# 选定文本
---

同时读一条hashkey的多条sortkey数据, 读取的数据根据multi_get_options参数指定的模式确定。

  1. def multi_get_opt(self, hash_key,
  2. start_sort_key, stop_sort_key,
  3. multi_get_options,
  4. max_kv_count=100,
  5. max_kv_size=1000000,
  6. timeout=0):
  7. """
  8. Get multiple values stored in hash_key, and sort key range in [start_sort_key, stop_sort_key) as default.
  9. :param hash_key: (str) which hash key used for this API.
  10. :param start_sort_key: (str) returned k-v pairs is start from start_sort_key.
  11. :param stop_sort_key: (str) returned k-v pairs is stop at stop_sort_key.
  12. :param multi_get_options: (MultiGetOptions) configurable multi_get options.
  13. :param max_kv_count: (int) max count of k-v pairs to be fetched. max_fetch_count <= 0 means no limit.
  14. :param max_kv_size: (int) max total data size of k-v pairs to be fetched. max_fetch_size <= 0 means no limit.
  15. :param timeout: (int) how long will the operation timeout in milliseconds.
  16. if timeout > 0, it is a timeout value for current operation,
  17. else the timeout value specified to create the instance will be used.
  18. :return: (tuple<error_types.code.value, dict>) (code, kvs)
  19. code: error_types.ERR_OK.value when data got succeed.
  20. kvs: <sort_key, value> pairs in dict.
  21. """

其中,MultiGetOptions可以指定sortkey的范围、是否包含边界、子串匹配、是否返回value、是否逆序等,具体定义如下:

  1. class MultiGetOptions(object):
  2. """
  3. configurable options for multi_get.
  4. """
  5. def __init__(self):
  6. self.start_inclusive = True
  7. self.stop_inclusive = False
  8. self.sortkey_filter_type = filter_type.FT_NO_FILTER
  9. self.sortkey_filter_pattern = ""
  10. self.no_value = False
  11. self.reverse = False
  12. class filter_type:
  13. FT_NO_FILTER = 0
  14. FT_MATCH_ANYWHERE = 1
  15. FT_MATCH_PREFIX = 2
  16. FT_MATCH_POSTFIX = 3

remove

删除一条数据

  1. def remove(self, hash_key, sort_key, timeout=0):
  2. """
  3. Remove the entire <hash_key, sort_key>-value in pegasus.
  4. :param hash_key: (str) which hash key used for this API.
  5. :param sort_key: (str) which sort key used for this API.
  6. :param timeout: (int) how long will the operation timeout in milliseconds.
  7. if timeout > 0, it is a timeout value for current operation,
  8. else the timeout value specified to create the instance will be used.
  9. :return: (tuple<error_types.code.value, None>) (code, ign)
  10. code: error_types.ERR_OK.value when data stored succeed.
  11. ign: useless, should be ignored.
  12. """

multi_del

批量删除一个hashkey下的多条sortkey数据

  1. def multi_del(self, hash_key, sortkey_set, timeout=0):
  2. """
  3. Remove multiple entire <hash_key, sort_key>-values in pegasus.
  4. :param hash_key: (str) which hash key used for this API.

---

# 任务要求
• A. 根据选定文本,multi_get_opt 中 max_kv_count 的默认值是多少?
• B. 将选定文本中以"3. Remove the"开头、一直到"None>) (code, ign)"为止的部分原样抄录下来。
• C. 把选定文本中的这句话译成英文:"同时读一条hashkey的多条sortkey数据, 读取的数据根据multi_get_options参数指定的模式确定。"

---

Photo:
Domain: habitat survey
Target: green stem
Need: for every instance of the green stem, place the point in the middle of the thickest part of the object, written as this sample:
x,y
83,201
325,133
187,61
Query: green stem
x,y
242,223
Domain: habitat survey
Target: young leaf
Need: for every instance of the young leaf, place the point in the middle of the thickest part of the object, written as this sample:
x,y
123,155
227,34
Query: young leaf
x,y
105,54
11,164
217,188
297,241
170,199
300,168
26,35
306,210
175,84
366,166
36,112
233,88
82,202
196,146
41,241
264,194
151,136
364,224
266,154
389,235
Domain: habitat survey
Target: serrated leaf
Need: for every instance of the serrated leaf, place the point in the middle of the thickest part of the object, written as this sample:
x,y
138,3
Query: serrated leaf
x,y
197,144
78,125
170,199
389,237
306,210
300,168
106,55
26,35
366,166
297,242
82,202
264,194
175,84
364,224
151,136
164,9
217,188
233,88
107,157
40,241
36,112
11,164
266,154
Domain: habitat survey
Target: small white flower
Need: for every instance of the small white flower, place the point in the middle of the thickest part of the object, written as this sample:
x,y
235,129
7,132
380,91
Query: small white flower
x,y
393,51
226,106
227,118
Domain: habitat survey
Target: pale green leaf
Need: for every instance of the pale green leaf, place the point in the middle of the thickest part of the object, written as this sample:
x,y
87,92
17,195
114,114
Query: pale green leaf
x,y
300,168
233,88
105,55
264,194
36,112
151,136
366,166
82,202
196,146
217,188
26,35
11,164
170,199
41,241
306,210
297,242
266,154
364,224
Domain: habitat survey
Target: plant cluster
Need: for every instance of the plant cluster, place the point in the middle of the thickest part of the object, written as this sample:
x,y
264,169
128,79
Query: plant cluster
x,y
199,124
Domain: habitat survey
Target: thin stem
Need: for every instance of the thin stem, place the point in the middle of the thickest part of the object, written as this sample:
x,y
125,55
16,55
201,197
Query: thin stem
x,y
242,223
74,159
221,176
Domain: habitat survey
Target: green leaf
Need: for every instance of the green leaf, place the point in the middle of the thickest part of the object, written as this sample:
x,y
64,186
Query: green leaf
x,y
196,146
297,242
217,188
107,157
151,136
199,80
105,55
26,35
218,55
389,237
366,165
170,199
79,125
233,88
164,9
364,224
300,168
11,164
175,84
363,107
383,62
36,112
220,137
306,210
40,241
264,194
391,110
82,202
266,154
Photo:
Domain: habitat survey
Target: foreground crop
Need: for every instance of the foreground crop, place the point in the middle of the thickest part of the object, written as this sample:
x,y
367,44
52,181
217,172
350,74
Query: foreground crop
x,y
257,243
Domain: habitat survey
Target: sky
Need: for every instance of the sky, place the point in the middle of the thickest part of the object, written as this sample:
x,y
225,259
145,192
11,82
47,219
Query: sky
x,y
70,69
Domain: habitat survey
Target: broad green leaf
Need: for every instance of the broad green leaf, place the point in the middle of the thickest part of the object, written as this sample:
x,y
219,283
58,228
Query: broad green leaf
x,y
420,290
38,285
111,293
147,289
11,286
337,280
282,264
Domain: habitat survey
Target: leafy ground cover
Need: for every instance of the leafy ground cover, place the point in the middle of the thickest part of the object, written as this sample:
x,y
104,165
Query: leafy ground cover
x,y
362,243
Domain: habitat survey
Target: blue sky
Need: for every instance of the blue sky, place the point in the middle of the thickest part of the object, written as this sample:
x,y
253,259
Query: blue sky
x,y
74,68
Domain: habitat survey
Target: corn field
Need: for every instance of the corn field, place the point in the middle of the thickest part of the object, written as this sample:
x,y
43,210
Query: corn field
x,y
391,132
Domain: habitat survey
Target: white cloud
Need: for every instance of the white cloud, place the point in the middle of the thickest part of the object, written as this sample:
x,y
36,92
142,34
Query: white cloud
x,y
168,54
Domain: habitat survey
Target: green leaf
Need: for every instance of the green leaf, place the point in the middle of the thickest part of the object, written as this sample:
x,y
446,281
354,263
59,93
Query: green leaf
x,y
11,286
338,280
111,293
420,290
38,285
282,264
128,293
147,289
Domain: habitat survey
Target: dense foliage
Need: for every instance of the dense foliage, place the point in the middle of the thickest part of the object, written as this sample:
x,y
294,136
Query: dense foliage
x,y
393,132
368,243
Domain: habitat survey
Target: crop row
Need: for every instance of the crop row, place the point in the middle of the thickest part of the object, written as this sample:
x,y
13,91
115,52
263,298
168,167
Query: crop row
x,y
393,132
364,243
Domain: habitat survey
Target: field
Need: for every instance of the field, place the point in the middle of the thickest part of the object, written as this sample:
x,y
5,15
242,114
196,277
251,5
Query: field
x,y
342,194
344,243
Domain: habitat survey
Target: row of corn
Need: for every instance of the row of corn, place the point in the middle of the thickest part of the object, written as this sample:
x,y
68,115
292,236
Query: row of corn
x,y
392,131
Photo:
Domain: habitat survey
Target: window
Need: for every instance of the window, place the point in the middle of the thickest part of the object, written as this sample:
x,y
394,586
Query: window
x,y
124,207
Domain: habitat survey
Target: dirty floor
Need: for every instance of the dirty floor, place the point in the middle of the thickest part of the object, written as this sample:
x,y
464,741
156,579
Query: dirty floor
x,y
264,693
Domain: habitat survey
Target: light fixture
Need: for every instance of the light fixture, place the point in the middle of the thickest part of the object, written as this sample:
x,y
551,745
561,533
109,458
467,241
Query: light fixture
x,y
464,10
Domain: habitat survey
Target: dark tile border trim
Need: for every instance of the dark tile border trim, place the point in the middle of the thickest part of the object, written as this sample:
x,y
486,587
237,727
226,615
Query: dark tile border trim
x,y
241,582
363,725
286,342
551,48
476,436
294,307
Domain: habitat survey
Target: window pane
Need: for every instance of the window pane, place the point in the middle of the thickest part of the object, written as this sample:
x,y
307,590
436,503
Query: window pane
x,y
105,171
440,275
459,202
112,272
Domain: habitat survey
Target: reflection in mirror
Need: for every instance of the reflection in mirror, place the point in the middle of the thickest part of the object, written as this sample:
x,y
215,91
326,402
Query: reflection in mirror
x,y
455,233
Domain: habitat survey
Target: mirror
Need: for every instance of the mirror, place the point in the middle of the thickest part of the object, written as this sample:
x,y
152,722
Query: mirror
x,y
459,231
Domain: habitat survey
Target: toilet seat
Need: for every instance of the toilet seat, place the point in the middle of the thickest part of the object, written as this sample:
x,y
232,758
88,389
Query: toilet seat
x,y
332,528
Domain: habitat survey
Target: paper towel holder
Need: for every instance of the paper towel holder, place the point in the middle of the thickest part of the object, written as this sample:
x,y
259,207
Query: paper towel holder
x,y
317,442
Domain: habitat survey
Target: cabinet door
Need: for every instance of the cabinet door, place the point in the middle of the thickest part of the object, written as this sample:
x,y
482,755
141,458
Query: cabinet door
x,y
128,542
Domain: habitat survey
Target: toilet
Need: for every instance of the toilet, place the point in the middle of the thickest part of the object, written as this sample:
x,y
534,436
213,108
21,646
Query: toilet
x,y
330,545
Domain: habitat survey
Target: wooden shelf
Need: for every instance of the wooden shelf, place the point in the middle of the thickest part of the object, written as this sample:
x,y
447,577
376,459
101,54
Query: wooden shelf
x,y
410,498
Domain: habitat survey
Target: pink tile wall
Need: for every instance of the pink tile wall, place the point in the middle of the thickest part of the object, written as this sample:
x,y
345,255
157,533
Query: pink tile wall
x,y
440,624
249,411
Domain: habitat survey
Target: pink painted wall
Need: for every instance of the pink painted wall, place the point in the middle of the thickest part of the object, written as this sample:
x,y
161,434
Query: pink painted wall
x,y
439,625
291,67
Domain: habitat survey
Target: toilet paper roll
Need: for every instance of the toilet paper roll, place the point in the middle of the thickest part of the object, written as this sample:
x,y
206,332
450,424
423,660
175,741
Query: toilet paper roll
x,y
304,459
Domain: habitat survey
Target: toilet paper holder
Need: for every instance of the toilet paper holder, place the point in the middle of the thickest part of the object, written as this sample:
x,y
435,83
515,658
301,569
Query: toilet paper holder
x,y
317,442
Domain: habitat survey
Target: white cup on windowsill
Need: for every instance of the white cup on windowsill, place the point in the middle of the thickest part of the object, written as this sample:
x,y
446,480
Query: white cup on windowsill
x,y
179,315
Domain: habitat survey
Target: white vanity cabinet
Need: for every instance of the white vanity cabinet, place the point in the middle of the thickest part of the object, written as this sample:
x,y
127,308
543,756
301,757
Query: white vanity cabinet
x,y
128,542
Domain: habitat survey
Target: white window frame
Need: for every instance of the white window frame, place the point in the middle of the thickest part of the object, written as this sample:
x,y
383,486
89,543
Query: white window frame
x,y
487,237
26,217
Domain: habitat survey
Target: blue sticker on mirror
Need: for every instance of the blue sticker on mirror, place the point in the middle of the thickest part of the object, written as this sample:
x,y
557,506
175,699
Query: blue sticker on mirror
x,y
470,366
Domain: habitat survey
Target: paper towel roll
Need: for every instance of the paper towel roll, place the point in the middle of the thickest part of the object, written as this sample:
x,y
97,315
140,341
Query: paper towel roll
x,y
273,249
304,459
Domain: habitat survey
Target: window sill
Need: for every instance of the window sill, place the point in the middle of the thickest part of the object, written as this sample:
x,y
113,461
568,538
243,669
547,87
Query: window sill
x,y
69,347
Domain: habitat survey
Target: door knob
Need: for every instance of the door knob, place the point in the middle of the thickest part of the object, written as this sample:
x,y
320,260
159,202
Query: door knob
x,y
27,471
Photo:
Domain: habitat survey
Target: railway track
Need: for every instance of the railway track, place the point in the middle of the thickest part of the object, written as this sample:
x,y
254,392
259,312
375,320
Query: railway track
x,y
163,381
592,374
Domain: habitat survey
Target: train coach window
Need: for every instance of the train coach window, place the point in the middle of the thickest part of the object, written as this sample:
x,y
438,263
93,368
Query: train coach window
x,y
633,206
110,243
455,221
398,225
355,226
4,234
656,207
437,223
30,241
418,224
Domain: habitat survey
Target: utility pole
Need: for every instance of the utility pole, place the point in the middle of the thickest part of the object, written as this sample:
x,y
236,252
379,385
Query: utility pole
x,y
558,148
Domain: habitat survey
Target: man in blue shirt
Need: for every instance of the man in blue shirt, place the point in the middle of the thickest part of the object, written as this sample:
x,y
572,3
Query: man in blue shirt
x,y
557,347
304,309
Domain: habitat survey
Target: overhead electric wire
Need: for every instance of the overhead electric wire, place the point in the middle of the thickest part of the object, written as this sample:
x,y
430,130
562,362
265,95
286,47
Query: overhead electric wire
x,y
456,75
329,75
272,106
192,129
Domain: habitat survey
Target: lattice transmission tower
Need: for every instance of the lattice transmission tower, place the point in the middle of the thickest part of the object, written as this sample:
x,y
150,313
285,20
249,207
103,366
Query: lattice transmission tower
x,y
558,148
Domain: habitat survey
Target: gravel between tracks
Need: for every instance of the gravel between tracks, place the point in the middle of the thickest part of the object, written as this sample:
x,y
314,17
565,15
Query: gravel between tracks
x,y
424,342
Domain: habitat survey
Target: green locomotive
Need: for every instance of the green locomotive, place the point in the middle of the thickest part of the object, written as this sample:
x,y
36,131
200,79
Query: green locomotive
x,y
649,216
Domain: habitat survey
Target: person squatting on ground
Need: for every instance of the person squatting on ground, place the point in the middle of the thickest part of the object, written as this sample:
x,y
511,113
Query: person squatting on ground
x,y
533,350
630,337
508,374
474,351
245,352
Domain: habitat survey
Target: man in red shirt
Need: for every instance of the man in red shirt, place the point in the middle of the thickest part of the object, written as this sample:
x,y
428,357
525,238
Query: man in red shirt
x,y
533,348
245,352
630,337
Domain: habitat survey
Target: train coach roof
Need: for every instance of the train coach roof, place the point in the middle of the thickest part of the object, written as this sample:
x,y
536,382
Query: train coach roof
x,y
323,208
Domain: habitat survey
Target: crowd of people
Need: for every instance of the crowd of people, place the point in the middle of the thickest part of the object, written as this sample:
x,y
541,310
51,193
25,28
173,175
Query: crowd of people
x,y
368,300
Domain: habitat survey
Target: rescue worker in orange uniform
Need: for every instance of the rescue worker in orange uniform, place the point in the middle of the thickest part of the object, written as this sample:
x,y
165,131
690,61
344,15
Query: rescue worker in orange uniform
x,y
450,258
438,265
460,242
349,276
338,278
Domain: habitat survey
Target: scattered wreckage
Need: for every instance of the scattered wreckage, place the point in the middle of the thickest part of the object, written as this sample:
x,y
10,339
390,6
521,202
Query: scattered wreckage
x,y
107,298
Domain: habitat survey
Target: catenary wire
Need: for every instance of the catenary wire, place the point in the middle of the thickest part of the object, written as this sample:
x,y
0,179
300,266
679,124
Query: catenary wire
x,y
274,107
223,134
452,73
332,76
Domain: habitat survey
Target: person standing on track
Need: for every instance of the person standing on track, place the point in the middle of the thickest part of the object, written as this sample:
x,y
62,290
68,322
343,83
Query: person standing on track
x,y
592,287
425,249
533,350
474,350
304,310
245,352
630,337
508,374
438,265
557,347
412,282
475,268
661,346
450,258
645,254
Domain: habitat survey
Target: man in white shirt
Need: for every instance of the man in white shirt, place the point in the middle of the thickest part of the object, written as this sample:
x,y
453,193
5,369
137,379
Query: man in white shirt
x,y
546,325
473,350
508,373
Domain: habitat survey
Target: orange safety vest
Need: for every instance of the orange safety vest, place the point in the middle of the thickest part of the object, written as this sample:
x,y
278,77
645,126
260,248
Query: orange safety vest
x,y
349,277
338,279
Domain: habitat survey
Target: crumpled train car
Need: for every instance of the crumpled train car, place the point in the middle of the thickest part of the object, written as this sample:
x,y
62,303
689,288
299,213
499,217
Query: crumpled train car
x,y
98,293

---

# 书面回答
• A. max_kv_count 的默认值是 100。

• B.
3. Remove the entire <hash_key, sort_key>-value in pegasus.
  4. :param hash_key: (str) which hash key used for this API.
  5. :param sort_key: (str) which sort key used for this API.
  6. :param timeout: (int) how long will the operation timeout in milliseconds.
  7. if timeout > 0, it is a timeout value for current operation,
  8. else the timeout value specified to create the instance will be used.
  9. :return: (tuple<error_types.code.value, None>) (code, ign)

• C. Reads multiple pieces of sortkey data under one hashkey at the same time; the data that is read is determined by the mode specified by the multi_get_options parameter.